▶ **SOURCE MATERIAL**:
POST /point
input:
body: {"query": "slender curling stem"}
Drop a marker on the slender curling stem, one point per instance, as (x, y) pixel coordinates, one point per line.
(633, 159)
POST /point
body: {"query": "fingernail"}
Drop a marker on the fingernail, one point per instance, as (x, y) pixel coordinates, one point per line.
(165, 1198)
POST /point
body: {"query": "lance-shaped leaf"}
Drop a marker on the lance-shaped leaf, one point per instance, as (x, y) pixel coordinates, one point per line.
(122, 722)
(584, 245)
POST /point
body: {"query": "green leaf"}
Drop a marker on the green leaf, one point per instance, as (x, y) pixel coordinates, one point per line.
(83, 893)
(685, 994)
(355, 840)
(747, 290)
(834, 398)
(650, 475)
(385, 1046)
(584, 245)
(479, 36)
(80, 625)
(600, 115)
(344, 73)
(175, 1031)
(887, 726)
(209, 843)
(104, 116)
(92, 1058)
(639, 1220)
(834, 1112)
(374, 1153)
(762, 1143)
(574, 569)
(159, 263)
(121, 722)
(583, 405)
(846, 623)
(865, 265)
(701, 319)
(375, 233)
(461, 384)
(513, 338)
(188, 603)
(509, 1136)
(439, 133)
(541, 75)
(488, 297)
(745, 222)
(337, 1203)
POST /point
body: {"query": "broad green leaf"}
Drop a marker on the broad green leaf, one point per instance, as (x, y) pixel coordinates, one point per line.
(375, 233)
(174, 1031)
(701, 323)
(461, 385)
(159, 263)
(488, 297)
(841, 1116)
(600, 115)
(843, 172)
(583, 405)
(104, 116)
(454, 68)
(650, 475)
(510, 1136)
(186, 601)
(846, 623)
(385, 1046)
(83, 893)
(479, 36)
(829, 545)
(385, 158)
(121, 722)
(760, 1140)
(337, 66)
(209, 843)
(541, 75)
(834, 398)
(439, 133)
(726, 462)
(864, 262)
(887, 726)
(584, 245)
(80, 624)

▶ **EXERCISE BRIEF**:
Say each line again exactly as it appears above.

▶ **SOLVED PROBLEM**:
POST /point
input:
body: {"query": "slender curling stem"}
Drop a marker on the slender curling stem, one point per instance, as (x, y) pixel coordinates, one point per line.
(633, 159)
POST /point
body: {"query": "fingernail"}
Drop a marker on the fingernail, one point per instance, as (x, y) pixel coordinates, one point per line.
(165, 1198)
POST /point
body: {"query": "lance-shaped leaf"}
Drop a marker on the lance-shaped leaf, one point per instance, as (x, y) pixel coordinates, one point per line.
(122, 722)
(584, 245)
POST /point
body: {"query": "green leaf"}
Drop a marker on the green leaf, one point per instance, as (x, y) pixel coordinates, one point per line.
(83, 893)
(685, 994)
(355, 840)
(747, 290)
(834, 398)
(650, 475)
(385, 1046)
(584, 245)
(479, 36)
(80, 625)
(600, 115)
(344, 73)
(175, 1031)
(887, 726)
(209, 843)
(104, 116)
(92, 1058)
(639, 1220)
(834, 1112)
(374, 1153)
(762, 1143)
(574, 569)
(159, 263)
(121, 722)
(583, 405)
(846, 623)
(865, 265)
(701, 319)
(375, 233)
(461, 384)
(513, 338)
(188, 603)
(509, 1136)
(439, 133)
(541, 75)
(488, 297)
(745, 222)
(337, 1203)
POST /point
body: {"query": "broad green leaf"}
Drop a marker on the broad green leaf, one point per instance, as (x, y) pixel coordinates, one point per line.
(375, 233)
(174, 1031)
(701, 323)
(461, 385)
(159, 263)
(488, 297)
(841, 1116)
(600, 115)
(843, 172)
(583, 405)
(104, 116)
(454, 68)
(650, 475)
(510, 1136)
(186, 601)
(846, 623)
(385, 1046)
(83, 893)
(479, 36)
(829, 545)
(385, 158)
(121, 722)
(760, 1140)
(337, 66)
(209, 843)
(541, 75)
(834, 398)
(439, 133)
(726, 462)
(864, 262)
(887, 726)
(584, 245)
(80, 624)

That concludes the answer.